* [Task objective]:
Reproduce the passage of the forum thread below on when to start running with a young dog, starting with "# The great" and going on through "the running debate.".

# The great RUNNING debate: 12 months vs 18 months!



## AcadianTornado (Jul 30, 2012)

Hey everyone,

So as Whistler is starting to get a little older, stronger, calmer (well, he still wants to lick our faces off...), wiser? and more energetic, I wanted to ''re-open'' the running debate.

I spoke to my vet and she felt as though that at 12 months that we could start running with him. I questioned her extensively on cartilage and growth and she felt as though he would most likely be past the growth period (growth plates) and that more than likely he would just get more mass (musculature) and that it would be ok to have him accompany us for runs. She did state however not to overdo it at first as he would not have had any exposure to continuous sustained runs.

That being said, I wanted to know if there are any V breed specifics that I should be aware of in developmental physiology that would contra-indicate or suggest postponing to 18 months. ( I am quite aware that V's develop slower) 

He is left off-leash as much as I can since he's been a young pup therefore he does get a lot of stop and go running already.

I'm not looking to get him out on pavement, but would be considering to take him out on trail runs 3 or 4 times a week for 5 to 10 kms a run. 

Later when he's past the 18 months - 2 years well I'd take full advantage of HIM trying to get ME in shape 

Let me know what you think!

AT


----------



## R E McCraith (Nov 24, 2011)

a Very simple answer - let the pup or adult tell you when it is time to give it a rest or give up - the V's heart is bigger than it's brain - that meens reading the signs to stop - as a V owner it is better to be behind them than make them stay up with you ! they will run till they drop !


----------



## Ozkar (Jul 4, 2011)

Astro turns 2 in a week. Started running a few weeks ago. A few months waiting might give a lifetime of benefits. Are you willing to risk that and regret it when he's older and in pain.


----------



## R E McCraith (Nov 24, 2011)

Aca you already have the answer - running with them & not with you - I hunt mine & always want them in front - the only way you will ever know how the pups are doing - they set the pace - you limit it !


----------



## born36 (Jun 28, 2011)

REM is right on!

If you take the pup on off lead walks already the pup is running and I would imagine often waiting for you to catch up.

* [Listing]:
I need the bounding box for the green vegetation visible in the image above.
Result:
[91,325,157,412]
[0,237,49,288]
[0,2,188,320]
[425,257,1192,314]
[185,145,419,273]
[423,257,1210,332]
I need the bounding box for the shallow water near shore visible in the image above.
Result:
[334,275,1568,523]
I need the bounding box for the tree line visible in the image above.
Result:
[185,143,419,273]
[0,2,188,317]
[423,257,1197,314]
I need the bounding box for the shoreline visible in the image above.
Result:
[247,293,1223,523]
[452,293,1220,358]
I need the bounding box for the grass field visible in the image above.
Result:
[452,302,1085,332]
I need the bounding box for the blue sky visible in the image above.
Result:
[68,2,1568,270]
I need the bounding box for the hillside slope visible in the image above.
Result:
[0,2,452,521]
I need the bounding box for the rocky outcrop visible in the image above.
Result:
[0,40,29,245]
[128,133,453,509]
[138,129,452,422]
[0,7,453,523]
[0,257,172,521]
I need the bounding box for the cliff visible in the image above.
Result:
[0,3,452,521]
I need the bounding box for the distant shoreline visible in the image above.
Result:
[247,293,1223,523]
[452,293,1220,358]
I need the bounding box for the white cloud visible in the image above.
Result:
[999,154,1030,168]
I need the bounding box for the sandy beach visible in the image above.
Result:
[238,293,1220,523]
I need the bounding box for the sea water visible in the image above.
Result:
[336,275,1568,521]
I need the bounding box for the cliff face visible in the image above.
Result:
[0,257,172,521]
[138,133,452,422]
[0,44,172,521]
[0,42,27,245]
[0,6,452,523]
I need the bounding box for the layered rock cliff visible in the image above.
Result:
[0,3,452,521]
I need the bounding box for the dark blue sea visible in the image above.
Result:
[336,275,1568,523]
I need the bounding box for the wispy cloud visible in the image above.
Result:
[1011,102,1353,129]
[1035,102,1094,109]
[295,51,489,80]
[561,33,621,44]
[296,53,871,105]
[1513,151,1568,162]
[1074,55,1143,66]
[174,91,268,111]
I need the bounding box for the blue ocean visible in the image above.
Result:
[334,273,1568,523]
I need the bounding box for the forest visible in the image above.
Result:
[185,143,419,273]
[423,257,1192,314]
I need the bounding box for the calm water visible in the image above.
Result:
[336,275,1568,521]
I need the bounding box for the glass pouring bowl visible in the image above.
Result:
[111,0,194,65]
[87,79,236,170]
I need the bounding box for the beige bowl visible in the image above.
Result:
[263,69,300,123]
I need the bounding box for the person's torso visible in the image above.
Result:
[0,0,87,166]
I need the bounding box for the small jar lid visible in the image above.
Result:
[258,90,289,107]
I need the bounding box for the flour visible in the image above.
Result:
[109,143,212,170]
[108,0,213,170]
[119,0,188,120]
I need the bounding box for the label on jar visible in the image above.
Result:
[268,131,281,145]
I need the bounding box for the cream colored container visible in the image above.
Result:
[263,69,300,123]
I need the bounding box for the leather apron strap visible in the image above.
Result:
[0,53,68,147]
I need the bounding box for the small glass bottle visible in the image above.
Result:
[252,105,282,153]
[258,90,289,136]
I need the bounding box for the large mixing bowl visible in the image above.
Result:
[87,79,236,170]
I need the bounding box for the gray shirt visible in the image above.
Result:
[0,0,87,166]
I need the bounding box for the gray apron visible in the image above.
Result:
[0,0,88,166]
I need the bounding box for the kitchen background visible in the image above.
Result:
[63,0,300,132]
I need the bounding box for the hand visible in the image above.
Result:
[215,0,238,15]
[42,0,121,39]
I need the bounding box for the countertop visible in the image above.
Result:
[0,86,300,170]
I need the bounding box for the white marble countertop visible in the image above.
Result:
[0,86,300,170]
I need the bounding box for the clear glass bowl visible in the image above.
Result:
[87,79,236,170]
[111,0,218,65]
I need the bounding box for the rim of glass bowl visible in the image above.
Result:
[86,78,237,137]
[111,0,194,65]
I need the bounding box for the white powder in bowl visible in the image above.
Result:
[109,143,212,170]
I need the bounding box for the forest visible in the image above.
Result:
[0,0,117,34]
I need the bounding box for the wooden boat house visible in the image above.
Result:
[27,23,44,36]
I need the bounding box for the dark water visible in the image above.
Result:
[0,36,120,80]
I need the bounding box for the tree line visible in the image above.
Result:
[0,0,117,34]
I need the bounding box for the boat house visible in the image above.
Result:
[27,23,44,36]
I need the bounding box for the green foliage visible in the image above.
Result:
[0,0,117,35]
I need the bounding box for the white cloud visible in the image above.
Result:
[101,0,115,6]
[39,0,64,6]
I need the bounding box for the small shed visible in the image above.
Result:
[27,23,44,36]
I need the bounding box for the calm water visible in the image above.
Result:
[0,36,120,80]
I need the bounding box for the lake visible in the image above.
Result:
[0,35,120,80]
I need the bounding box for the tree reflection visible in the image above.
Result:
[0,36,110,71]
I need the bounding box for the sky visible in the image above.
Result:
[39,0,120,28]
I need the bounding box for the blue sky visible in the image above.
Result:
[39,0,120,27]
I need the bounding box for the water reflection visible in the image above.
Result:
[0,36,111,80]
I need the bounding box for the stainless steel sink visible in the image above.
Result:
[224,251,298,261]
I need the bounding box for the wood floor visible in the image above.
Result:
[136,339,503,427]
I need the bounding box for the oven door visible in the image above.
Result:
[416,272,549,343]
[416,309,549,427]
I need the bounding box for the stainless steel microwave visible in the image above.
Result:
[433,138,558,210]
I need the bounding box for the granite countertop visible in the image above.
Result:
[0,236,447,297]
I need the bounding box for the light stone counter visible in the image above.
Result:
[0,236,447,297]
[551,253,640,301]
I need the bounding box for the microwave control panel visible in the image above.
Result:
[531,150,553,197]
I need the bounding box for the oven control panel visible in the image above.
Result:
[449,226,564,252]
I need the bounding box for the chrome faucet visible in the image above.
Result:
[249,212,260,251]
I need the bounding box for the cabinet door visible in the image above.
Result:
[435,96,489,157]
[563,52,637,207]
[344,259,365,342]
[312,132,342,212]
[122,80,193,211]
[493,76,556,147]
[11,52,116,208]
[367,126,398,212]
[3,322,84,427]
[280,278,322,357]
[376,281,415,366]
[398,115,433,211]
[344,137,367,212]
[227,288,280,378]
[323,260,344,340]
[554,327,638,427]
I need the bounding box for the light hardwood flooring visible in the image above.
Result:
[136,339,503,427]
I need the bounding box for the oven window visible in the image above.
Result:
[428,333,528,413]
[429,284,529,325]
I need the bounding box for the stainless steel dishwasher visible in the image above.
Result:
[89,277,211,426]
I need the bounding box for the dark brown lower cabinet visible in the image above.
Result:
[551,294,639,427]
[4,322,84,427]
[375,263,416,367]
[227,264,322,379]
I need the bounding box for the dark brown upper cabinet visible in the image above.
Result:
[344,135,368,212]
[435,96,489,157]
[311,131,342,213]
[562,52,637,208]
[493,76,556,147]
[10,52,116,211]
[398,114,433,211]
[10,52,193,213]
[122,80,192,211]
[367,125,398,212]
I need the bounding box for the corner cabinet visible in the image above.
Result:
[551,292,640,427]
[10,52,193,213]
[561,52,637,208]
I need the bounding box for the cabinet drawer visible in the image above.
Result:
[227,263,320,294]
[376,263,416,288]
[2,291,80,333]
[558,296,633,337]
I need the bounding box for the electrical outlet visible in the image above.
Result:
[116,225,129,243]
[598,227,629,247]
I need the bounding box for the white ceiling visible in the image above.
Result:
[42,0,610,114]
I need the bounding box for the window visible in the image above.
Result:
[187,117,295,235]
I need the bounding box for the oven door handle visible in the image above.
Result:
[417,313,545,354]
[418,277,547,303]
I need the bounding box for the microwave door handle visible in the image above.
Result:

* [The response]:
# The great RUNNING debate: 12 months vs 18 months!



## AcadianTornado (Jul 30, 2012)

Hey everyone,

So as Whistler is starting to get a little older, stronger, calmer (well, he still wants to lick our faces off...), wiser? and more energetic, I wanted to ''re-open'' the running debate.